**Written instruction:**
Can you reproduce every one of the entries below word for word, changing nothing?
* Start Supplied material *
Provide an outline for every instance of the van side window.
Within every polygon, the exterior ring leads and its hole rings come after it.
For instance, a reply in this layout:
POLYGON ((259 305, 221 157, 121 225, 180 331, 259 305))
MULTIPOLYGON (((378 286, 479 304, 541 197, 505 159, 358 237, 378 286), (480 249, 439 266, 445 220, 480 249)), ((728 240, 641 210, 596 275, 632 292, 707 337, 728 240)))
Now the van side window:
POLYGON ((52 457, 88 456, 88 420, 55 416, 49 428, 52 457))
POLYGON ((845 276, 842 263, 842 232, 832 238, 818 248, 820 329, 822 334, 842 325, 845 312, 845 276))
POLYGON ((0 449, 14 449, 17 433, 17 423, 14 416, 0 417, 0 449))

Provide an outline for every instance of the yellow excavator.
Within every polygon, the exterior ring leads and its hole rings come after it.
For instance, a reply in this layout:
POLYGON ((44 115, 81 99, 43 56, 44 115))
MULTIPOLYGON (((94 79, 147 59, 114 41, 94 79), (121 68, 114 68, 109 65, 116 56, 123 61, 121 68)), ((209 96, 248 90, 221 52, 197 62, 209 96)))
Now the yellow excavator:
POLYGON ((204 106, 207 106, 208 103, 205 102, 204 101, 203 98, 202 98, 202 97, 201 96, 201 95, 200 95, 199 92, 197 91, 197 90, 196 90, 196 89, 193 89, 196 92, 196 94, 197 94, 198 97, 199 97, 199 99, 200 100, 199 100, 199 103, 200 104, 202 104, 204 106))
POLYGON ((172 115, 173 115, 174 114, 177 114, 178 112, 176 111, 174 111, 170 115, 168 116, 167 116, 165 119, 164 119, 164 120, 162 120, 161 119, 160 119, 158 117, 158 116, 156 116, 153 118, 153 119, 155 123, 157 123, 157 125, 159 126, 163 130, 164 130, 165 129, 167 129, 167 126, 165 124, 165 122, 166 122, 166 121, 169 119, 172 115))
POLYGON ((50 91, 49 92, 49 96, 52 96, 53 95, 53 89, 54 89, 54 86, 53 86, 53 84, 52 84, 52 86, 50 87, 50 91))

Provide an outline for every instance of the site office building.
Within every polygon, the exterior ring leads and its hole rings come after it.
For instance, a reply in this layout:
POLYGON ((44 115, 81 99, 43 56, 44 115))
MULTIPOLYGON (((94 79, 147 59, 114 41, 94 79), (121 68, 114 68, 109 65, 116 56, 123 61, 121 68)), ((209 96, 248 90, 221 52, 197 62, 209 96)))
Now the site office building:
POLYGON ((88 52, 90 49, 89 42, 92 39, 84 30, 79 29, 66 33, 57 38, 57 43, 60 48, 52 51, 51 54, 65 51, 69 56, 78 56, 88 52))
* End Supplied material *
**Task answer:**
Provide an outline for every instance of the van side window.
Within every polygon, the exterior ring leads and its hole rings come after it.
For instance, a reply in this layout:
POLYGON ((259 305, 221 157, 121 225, 180 331, 259 305))
MULTIPOLYGON (((378 286, 479 304, 541 197, 505 159, 358 237, 378 286), (480 249, 439 266, 445 220, 480 249)), ((728 240, 641 210, 596 275, 632 292, 707 337, 728 240)))
Now the van side window:
POLYGON ((52 457, 88 456, 88 420, 55 416, 49 428, 52 457))
POLYGON ((845 276, 842 263, 842 232, 832 238, 818 248, 820 329, 822 334, 842 325, 845 312, 845 276))
POLYGON ((0 449, 14 449, 17 433, 17 423, 14 416, 0 417, 0 449))

Provide an outline for every instance of the yellow excavator.
Within every polygon, the exterior ring leads and its hole rings come after it.
For instance, a reply in this layout:
POLYGON ((44 115, 81 99, 43 56, 44 115))
MULTIPOLYGON (((94 79, 147 59, 114 41, 94 79), (121 68, 114 68, 109 65, 116 56, 123 61, 121 68)), ((209 96, 248 90, 221 52, 197 62, 209 96)))
Now the yellow excavator:
POLYGON ((204 106, 207 106, 208 103, 205 102, 204 101, 203 98, 202 98, 202 97, 201 96, 201 95, 200 95, 199 92, 197 91, 197 90, 196 90, 196 89, 193 89, 196 92, 196 94, 197 94, 198 97, 199 97, 199 99, 200 100, 199 100, 199 103, 200 104, 202 104, 204 106))
POLYGON ((172 115, 173 115, 174 114, 177 114, 178 112, 176 111, 174 111, 170 115, 168 116, 167 116, 165 119, 164 119, 164 120, 162 120, 161 119, 160 119, 158 117, 158 116, 156 116, 153 118, 153 119, 155 123, 157 123, 157 125, 159 126, 163 130, 164 130, 165 129, 167 129, 167 126, 165 124, 165 122, 166 122, 166 121, 169 119, 172 115))
POLYGON ((50 91, 49 92, 49 96, 52 96, 53 95, 53 89, 54 89, 54 86, 53 86, 53 84, 52 84, 52 86, 50 87, 50 91))

Provide an outline for every instance of the site office building.
Within every polygon, the exterior ring leads and its hole rings come after it.
For instance, a reply in this layout:
POLYGON ((44 115, 81 99, 43 56, 44 115))
MULTIPOLYGON (((94 79, 147 59, 114 41, 94 79), (121 68, 114 68, 109 65, 116 56, 123 61, 121 68)), ((209 96, 248 90, 221 52, 197 62, 209 96)))
Now the site office building:
POLYGON ((88 52, 90 49, 89 42, 92 39, 84 30, 79 29, 66 33, 57 38, 57 43, 60 48, 52 51, 51 54, 65 51, 69 56, 78 56, 88 52))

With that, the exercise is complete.